▶ **GOAL OF THE EXERCISE**
Please tally how many lines of the entries below contain the word "collared", treating case as significant. Give only the number.

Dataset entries
(begin)

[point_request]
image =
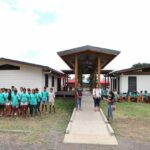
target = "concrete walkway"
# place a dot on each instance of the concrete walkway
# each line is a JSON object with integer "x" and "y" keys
{"x": 89, "y": 127}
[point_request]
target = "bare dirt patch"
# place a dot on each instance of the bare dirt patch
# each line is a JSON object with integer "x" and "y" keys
{"x": 135, "y": 129}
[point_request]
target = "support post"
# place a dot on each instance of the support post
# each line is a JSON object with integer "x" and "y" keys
{"x": 76, "y": 71}
{"x": 99, "y": 70}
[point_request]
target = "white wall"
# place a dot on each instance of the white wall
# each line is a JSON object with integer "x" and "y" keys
{"x": 143, "y": 83}
{"x": 123, "y": 84}
{"x": 50, "y": 82}
{"x": 27, "y": 76}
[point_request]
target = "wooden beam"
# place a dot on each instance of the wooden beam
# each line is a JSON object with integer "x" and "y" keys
{"x": 99, "y": 70}
{"x": 76, "y": 71}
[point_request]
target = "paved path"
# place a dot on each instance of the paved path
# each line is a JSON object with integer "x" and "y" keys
{"x": 88, "y": 127}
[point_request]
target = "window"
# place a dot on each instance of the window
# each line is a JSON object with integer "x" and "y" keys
{"x": 53, "y": 81}
{"x": 46, "y": 80}
{"x": 132, "y": 84}
{"x": 9, "y": 67}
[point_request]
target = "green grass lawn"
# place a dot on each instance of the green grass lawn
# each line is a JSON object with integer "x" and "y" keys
{"x": 132, "y": 120}
{"x": 129, "y": 110}
{"x": 42, "y": 125}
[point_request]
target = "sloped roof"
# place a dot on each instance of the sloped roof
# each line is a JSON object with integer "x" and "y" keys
{"x": 90, "y": 48}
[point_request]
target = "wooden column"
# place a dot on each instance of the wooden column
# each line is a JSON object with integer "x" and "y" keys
{"x": 76, "y": 71}
{"x": 99, "y": 70}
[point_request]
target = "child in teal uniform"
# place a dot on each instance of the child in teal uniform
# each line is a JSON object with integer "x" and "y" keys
{"x": 29, "y": 96}
{"x": 145, "y": 96}
{"x": 7, "y": 102}
{"x": 24, "y": 103}
{"x": 44, "y": 99}
{"x": 33, "y": 103}
{"x": 15, "y": 103}
{"x": 2, "y": 102}
{"x": 38, "y": 96}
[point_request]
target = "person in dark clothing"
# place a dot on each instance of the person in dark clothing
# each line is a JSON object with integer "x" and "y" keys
{"x": 111, "y": 101}
{"x": 78, "y": 97}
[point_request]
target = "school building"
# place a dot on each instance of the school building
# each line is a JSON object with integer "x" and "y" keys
{"x": 23, "y": 74}
{"x": 132, "y": 79}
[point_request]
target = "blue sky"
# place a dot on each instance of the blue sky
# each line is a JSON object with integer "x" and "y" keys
{"x": 34, "y": 30}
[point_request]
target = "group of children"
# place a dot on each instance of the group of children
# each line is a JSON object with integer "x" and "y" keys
{"x": 14, "y": 103}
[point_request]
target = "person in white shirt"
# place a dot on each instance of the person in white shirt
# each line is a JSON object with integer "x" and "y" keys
{"x": 96, "y": 97}
{"x": 52, "y": 101}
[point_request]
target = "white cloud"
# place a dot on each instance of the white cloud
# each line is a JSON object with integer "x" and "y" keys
{"x": 122, "y": 25}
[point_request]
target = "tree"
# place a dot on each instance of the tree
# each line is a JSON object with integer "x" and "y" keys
{"x": 138, "y": 65}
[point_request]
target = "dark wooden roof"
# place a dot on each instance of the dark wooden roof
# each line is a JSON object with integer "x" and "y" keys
{"x": 89, "y": 48}
{"x": 88, "y": 57}
{"x": 46, "y": 68}
{"x": 72, "y": 71}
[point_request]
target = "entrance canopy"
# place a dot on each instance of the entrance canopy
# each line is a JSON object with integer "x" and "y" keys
{"x": 87, "y": 57}
{"x": 87, "y": 60}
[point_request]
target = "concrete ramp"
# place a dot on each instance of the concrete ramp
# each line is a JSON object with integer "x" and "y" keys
{"x": 89, "y": 127}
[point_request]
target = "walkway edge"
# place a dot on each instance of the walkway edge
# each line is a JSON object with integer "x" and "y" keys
{"x": 73, "y": 115}
{"x": 103, "y": 116}
{"x": 70, "y": 122}
{"x": 14, "y": 131}
{"x": 110, "y": 129}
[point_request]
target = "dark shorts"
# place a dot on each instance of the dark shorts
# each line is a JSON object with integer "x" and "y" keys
{"x": 96, "y": 102}
{"x": 2, "y": 106}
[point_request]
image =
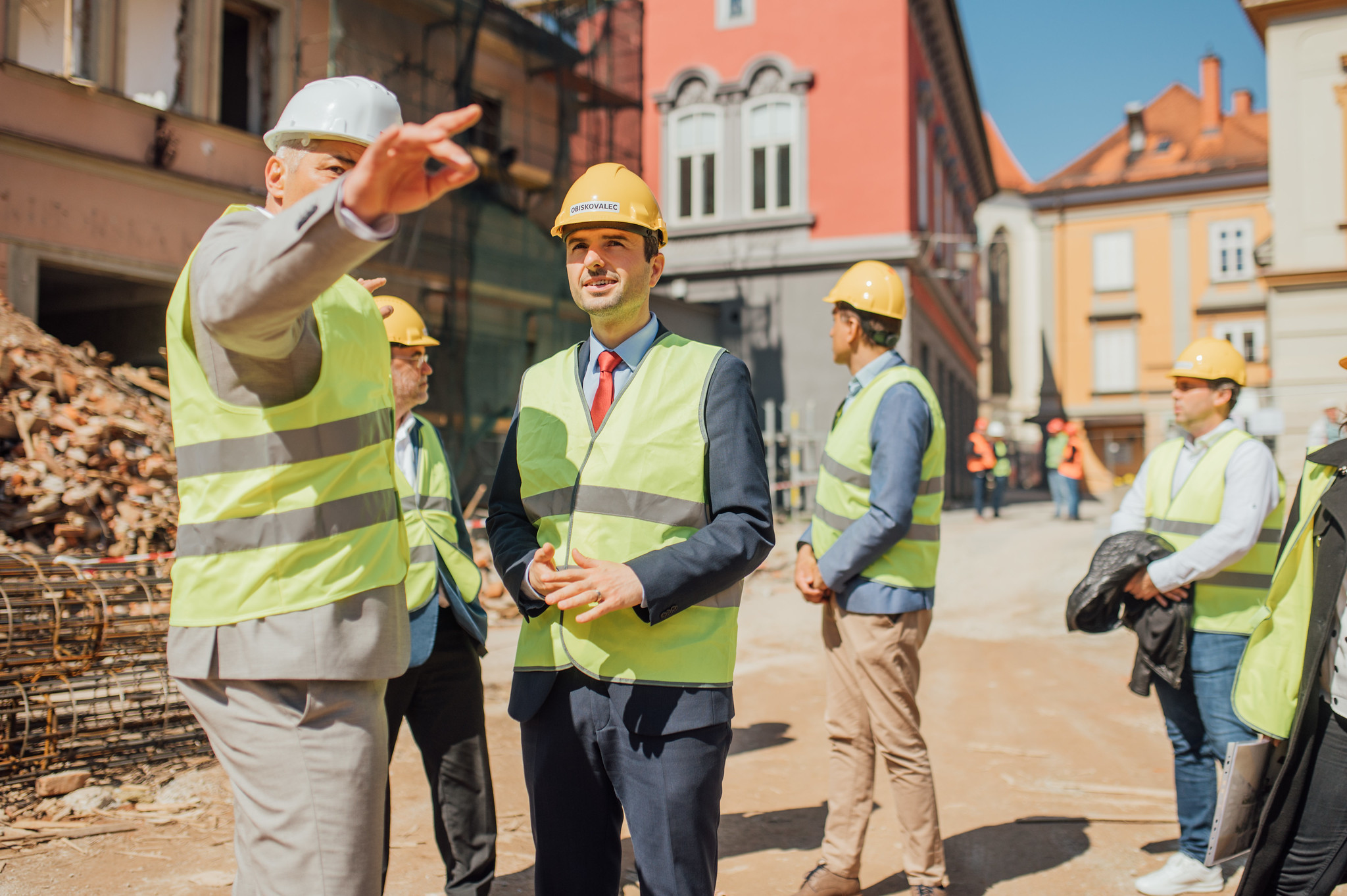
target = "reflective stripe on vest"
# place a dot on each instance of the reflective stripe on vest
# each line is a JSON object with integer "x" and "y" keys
{"x": 1230, "y": 600}
{"x": 635, "y": 486}
{"x": 433, "y": 525}
{"x": 294, "y": 506}
{"x": 1268, "y": 682}
{"x": 844, "y": 493}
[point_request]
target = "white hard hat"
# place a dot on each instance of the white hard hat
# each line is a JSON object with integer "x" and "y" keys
{"x": 353, "y": 109}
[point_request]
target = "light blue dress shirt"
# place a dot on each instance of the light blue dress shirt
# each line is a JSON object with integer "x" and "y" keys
{"x": 629, "y": 352}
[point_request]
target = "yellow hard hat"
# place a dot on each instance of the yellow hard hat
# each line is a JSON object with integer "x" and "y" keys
{"x": 875, "y": 287}
{"x": 609, "y": 193}
{"x": 404, "y": 326}
{"x": 1212, "y": 358}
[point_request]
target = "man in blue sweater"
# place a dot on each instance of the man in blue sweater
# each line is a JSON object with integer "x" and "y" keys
{"x": 869, "y": 559}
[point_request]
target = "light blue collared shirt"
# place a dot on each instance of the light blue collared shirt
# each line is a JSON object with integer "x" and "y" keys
{"x": 865, "y": 374}
{"x": 629, "y": 352}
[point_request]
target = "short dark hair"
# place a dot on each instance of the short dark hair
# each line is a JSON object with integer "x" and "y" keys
{"x": 880, "y": 330}
{"x": 1234, "y": 392}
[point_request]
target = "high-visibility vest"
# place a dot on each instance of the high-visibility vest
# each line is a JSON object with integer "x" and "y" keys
{"x": 1002, "y": 452}
{"x": 286, "y": 507}
{"x": 635, "y": 486}
{"x": 844, "y": 492}
{"x": 1073, "y": 459}
{"x": 983, "y": 459}
{"x": 1230, "y": 600}
{"x": 1054, "y": 450}
{"x": 433, "y": 525}
{"x": 1269, "y": 678}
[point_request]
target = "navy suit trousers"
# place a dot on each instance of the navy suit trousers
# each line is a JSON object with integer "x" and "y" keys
{"x": 583, "y": 767}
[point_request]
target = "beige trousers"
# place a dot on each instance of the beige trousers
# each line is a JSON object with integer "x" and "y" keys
{"x": 309, "y": 763}
{"x": 872, "y": 686}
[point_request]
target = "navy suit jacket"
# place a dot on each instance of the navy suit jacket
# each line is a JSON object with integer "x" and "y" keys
{"x": 736, "y": 541}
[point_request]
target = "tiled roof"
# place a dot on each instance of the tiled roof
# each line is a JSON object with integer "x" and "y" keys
{"x": 1175, "y": 146}
{"x": 1004, "y": 164}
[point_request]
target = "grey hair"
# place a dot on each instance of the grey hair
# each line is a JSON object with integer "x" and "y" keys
{"x": 290, "y": 151}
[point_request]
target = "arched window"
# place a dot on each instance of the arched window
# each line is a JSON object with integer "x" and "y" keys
{"x": 695, "y": 155}
{"x": 771, "y": 146}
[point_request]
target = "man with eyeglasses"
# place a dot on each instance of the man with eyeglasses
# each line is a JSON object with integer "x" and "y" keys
{"x": 441, "y": 692}
{"x": 1215, "y": 496}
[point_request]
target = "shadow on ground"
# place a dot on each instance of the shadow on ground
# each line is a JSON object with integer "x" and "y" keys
{"x": 759, "y": 736}
{"x": 744, "y": 833}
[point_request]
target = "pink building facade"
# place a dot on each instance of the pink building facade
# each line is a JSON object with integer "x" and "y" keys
{"x": 789, "y": 140}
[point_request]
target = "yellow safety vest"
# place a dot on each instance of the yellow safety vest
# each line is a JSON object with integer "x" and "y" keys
{"x": 844, "y": 493}
{"x": 1230, "y": 600}
{"x": 294, "y": 506}
{"x": 433, "y": 525}
{"x": 635, "y": 486}
{"x": 1267, "y": 692}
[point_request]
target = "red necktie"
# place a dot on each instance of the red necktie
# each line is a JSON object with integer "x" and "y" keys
{"x": 608, "y": 362}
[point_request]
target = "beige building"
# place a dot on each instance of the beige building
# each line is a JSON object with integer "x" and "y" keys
{"x": 1307, "y": 307}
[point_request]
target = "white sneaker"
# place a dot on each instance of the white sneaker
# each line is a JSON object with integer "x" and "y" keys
{"x": 1182, "y": 875}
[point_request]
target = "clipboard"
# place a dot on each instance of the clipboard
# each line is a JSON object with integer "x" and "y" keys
{"x": 1246, "y": 779}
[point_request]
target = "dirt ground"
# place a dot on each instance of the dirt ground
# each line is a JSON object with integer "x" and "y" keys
{"x": 1023, "y": 719}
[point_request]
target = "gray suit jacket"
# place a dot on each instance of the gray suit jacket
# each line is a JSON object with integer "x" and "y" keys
{"x": 736, "y": 541}
{"x": 253, "y": 283}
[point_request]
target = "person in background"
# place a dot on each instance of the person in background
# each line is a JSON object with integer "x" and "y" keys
{"x": 1217, "y": 497}
{"x": 1326, "y": 428}
{"x": 1052, "y": 451}
{"x": 1292, "y": 686}
{"x": 1073, "y": 469}
{"x": 1001, "y": 470}
{"x": 869, "y": 559}
{"x": 441, "y": 693}
{"x": 981, "y": 463}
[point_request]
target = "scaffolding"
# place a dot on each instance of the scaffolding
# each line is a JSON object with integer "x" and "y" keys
{"x": 559, "y": 82}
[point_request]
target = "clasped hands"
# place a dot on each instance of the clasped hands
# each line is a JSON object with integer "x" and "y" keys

(end)

▶ **RESULT OF THIS TASK**
2